=== TEXT EXTRACT ===

I was going to guess sorting Google Maps Directions by sustainability announced this past Wednesday. https://blog.google/products/search/new-ways-to-make-more-sustainable-choices/ 172.69.134.17 18:53, 30 September 2022 (UTC)
How is this comic about optimizing for sustainability?
I think you're way off. I don't see any hint that it's about OCD. If it's similar to the condition you referenced, it's just a coincidence. The whole thing needs to be started from scratch. 108.162.221.105 20:41, 30 September 2022 (UTC)
That is why this site exists. To explain things you don't see. I don't think many people are familiar with this compulsion about an imaginary string retracing your path in space, but when you are, it is spot on. Florian F (talk) 23:09, 30 September 2022 (UTC)


GOOMHR! - Although for me it was the opposite aim. I've had periods of time when I wouldn't even like (if I noticed, I wasn't like OCD or anything[1]!!!) to make a return journey that meant I even crossed the road at a different point and thus passed under a different telegraph wire between a different set of adjacent poles, on the presumption that if I were to 'retract my path' then it would be irrevocably looped around at least one telegraph poles. (But normal lamp-posts were Ok... the path-'string' could just pass over and around the top and continue to retract. And it could pass above/below anything movable like cars, people, etc.) My ideal would be to be topologically contracted to zero length. Nut I wasn't actually obsessed by it, just... sometimes noticed when I was forced to do something that would cause such 'problems' and might deliberately ensure that any such loop was fully reversed (in strict reverse order to any such transit adding them in) if at all possible. Of course, once it was spoilt by one end of the journey being held by a loop, the rest didn't matter so much. 162.158.34.71 18:21, 30 September 2022 (UTC)

[1] Not even CDO, which is like OCD but ordered alphabetically!
I definitely am also someone who always played it your way, the reverse XKCD. My cats play it straight though, running into the house, through, and out a different entrance repeatedly one day, then the other way the day after. 172.68.210.45 19:35, 30 September 2022 (UTC)
Red string of Fate

The drawing looks like the red thread connecting people in chinese mythology. -162.158.91.188 18:21, 30 September 2022 (UTC)

What happens to the string if you crawl under a car which then drives off?172.70.134.141 20:05, 30 September 2022 (UTC)

You probably would only count objects that were stationary after you passed them.Anonymouscript (talk) 21:10, 30 September 2022 (UTC)
If it can conceivably move over your 'thread', then it isn't a 'tangling loop'. You have to allow for any degree of mysterious topological optimisation that can magically unhook itself from anything that can be unhooked from, no matter how much work it has to do to do so, and if that has to include choosing just the right time (with perfect prescience, where necessary!) to allow it to untangle wherever/whenever possible. 162.158.34.205 21:25, 30 September 2022 (UTC)

=== DATASET ROWS ===

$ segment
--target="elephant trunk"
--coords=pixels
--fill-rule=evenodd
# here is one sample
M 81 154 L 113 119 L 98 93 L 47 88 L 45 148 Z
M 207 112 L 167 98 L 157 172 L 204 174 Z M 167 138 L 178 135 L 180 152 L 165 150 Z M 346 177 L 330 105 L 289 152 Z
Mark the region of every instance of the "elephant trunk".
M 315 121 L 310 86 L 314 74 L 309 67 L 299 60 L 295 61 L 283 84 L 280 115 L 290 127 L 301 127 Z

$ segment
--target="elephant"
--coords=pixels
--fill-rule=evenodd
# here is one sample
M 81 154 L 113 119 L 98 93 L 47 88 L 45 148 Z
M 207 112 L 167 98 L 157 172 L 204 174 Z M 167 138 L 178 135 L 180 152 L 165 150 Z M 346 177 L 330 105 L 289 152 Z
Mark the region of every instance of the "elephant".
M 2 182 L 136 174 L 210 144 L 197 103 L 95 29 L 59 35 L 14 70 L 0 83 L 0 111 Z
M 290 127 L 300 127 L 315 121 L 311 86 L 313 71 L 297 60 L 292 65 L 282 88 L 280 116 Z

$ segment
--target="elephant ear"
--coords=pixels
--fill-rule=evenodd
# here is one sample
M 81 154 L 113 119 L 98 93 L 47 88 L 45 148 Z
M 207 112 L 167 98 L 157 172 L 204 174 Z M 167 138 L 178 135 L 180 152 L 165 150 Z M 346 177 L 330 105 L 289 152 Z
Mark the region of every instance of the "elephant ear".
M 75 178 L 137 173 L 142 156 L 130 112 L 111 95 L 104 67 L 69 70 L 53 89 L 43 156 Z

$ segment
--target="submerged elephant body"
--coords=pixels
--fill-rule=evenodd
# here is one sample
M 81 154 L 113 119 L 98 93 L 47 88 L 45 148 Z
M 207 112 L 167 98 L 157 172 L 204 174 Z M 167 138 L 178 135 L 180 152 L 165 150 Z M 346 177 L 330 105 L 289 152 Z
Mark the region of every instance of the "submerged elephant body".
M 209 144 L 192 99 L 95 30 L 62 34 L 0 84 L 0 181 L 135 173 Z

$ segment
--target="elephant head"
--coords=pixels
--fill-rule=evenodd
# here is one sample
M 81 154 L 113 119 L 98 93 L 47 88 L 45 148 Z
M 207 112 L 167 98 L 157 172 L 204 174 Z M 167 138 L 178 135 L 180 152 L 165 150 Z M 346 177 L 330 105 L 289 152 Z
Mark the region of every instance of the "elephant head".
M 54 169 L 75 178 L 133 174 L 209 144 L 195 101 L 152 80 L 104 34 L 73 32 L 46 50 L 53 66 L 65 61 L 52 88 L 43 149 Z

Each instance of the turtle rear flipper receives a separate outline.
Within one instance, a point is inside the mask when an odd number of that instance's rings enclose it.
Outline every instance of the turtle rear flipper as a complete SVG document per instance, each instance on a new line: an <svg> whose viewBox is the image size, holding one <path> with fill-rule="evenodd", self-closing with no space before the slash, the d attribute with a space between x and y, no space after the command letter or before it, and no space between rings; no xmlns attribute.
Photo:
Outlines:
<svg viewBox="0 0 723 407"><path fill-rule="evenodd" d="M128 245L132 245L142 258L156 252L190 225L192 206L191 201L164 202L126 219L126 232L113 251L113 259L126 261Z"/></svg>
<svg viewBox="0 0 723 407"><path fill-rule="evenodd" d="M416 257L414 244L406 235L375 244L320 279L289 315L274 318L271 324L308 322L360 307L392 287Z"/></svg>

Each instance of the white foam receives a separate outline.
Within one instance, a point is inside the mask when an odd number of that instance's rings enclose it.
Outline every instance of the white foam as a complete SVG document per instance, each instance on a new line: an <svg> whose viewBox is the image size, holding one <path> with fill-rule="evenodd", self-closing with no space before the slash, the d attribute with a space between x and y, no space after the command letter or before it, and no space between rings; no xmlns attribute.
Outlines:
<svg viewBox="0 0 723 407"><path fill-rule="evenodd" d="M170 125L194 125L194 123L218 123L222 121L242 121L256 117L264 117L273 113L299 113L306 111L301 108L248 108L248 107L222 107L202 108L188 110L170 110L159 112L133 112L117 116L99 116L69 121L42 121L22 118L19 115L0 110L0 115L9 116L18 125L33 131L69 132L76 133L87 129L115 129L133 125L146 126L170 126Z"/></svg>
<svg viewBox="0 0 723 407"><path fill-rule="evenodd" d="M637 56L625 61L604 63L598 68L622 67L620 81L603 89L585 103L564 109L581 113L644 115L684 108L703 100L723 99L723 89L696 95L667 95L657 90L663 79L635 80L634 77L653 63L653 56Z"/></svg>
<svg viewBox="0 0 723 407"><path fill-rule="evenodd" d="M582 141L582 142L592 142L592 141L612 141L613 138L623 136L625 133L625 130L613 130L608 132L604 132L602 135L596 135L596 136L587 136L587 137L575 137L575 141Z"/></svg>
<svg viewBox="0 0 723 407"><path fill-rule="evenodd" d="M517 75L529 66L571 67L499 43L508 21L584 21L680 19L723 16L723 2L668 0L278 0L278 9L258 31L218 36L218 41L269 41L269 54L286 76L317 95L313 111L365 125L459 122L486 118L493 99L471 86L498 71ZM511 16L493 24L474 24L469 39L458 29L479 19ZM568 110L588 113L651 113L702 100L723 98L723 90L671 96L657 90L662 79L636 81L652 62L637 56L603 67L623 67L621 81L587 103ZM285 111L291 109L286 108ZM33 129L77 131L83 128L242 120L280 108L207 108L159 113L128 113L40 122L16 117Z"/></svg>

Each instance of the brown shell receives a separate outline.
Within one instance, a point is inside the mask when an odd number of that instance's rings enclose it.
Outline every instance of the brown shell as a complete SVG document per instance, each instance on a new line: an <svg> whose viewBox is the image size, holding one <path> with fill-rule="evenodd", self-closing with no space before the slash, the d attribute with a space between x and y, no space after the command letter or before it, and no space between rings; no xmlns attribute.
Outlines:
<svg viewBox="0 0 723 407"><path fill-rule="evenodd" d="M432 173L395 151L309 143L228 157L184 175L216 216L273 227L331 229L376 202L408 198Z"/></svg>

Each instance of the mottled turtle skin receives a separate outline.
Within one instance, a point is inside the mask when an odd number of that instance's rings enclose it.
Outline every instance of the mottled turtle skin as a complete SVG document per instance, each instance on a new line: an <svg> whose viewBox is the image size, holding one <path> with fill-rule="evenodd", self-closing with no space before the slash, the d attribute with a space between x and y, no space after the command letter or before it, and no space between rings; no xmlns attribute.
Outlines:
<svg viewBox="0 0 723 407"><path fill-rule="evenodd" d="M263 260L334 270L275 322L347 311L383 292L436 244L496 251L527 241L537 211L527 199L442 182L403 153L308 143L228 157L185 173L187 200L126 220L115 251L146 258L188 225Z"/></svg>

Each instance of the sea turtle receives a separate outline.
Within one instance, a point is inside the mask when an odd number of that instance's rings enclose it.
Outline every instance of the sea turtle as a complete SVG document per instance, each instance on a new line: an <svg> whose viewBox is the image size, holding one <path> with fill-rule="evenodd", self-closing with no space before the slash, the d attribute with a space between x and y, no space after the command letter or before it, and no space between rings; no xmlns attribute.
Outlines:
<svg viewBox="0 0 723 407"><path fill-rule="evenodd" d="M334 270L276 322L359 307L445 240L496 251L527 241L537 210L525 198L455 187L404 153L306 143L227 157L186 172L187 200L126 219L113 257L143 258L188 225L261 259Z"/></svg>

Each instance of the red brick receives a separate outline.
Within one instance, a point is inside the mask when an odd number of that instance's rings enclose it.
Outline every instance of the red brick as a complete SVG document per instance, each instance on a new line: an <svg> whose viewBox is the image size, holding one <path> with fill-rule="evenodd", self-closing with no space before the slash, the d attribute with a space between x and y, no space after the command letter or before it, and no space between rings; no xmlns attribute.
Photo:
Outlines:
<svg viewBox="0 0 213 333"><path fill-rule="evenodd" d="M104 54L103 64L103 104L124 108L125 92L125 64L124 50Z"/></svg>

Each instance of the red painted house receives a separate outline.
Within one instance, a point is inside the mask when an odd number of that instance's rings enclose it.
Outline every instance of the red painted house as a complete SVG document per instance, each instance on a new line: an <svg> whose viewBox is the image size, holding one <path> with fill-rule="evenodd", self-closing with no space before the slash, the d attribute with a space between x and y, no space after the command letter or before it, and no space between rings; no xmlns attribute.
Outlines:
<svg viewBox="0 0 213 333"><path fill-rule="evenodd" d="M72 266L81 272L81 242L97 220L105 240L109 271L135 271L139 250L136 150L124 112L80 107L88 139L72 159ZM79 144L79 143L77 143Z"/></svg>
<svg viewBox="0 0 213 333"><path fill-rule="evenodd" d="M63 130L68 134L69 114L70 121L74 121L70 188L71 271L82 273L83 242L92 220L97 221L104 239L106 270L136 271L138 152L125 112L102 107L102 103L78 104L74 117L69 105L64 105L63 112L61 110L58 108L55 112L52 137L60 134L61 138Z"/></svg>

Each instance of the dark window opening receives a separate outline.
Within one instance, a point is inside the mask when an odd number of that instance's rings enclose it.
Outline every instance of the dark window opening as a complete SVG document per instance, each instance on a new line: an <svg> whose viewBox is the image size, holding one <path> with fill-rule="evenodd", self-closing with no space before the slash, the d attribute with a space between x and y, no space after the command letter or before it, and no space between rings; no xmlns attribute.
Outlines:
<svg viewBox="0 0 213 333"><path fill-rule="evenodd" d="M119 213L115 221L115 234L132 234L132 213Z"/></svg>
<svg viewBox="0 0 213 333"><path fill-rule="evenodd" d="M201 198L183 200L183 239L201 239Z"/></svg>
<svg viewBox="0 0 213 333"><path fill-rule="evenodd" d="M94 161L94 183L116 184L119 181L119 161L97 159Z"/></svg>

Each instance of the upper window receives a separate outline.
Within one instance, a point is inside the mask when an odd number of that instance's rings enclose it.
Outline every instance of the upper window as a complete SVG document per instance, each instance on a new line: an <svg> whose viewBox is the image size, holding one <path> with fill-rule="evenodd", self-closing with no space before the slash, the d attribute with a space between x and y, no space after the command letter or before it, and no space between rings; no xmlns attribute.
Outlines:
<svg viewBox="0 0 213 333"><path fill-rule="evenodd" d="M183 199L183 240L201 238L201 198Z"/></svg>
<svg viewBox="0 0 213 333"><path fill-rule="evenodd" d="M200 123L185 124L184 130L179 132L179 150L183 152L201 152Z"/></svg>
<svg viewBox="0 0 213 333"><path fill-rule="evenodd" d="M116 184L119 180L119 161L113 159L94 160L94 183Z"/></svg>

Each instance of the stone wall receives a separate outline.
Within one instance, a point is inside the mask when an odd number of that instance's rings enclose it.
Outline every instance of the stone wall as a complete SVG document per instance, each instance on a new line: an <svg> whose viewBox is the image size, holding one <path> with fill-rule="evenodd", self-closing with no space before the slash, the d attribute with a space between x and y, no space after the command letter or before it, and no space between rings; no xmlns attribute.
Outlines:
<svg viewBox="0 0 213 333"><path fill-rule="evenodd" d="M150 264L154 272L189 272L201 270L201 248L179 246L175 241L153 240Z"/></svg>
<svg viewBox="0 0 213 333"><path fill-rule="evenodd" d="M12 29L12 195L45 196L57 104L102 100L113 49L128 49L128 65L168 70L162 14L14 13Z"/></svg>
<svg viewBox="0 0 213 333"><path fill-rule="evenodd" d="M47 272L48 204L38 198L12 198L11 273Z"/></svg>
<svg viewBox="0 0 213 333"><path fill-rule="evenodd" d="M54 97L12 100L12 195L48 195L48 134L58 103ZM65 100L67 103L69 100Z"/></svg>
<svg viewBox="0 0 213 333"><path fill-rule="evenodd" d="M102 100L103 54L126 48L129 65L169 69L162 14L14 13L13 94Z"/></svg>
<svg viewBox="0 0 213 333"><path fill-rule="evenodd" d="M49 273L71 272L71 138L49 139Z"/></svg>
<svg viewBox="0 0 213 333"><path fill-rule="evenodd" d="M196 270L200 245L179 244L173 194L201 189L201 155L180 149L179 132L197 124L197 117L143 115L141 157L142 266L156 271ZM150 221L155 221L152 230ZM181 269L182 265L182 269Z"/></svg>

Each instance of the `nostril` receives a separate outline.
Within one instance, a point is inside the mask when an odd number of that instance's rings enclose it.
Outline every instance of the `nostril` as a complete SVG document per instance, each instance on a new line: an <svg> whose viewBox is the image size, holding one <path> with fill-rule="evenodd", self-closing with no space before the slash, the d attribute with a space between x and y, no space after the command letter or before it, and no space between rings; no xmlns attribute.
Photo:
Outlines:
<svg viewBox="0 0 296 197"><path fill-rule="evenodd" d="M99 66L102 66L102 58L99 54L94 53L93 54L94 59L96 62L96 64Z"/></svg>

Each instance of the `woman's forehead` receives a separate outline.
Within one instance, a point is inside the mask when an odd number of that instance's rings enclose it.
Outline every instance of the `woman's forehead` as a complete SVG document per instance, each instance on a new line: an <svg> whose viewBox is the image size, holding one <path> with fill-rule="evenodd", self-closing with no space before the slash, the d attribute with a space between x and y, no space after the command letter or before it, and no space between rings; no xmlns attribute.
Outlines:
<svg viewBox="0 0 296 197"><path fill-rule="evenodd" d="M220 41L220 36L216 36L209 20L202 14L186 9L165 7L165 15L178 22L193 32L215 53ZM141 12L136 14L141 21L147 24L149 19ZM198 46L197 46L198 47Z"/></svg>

===

§ **OBJECTIVES**
**1.** Answer these about the discussion thread:
(a) What did the first commenter guess the comic was about?
(b) According to the footnote, what is CDO?
(c) In the comment under "Red string of Fate," what does the drawing look like?
**2.** Can you extract the part of the discussion thread starting with "[1] Not even" and going on through "-162.158.91.188 18:21, 30 September 2022 (UTC)", word for word?

§ **RESULTS OF THE EXERCISE**
**1.**
(a) Sorting Google Maps Directions by sustainability, announced the Wednesday before.
(b) Something like OCD but ordered alphabetically.
(c) The red thread that connects people in Chinese mythology.

**2.**
[1] Not even CDO, which is like OCD but ordered alphabetically!
I definitely am also someone who always played it your way, the reverse XKCD. My cats play it straight though, running into the house, through, and out a different entrance repeatedly one day, then the other way the day after. 172.68.210.45 19:35, 30 September 2022 (UTC)
Red string of Fate

The drawing looks like the red thread connecting people in chinese mythology. -162.158.91.188 18:21, 30 September 2022 (UTC)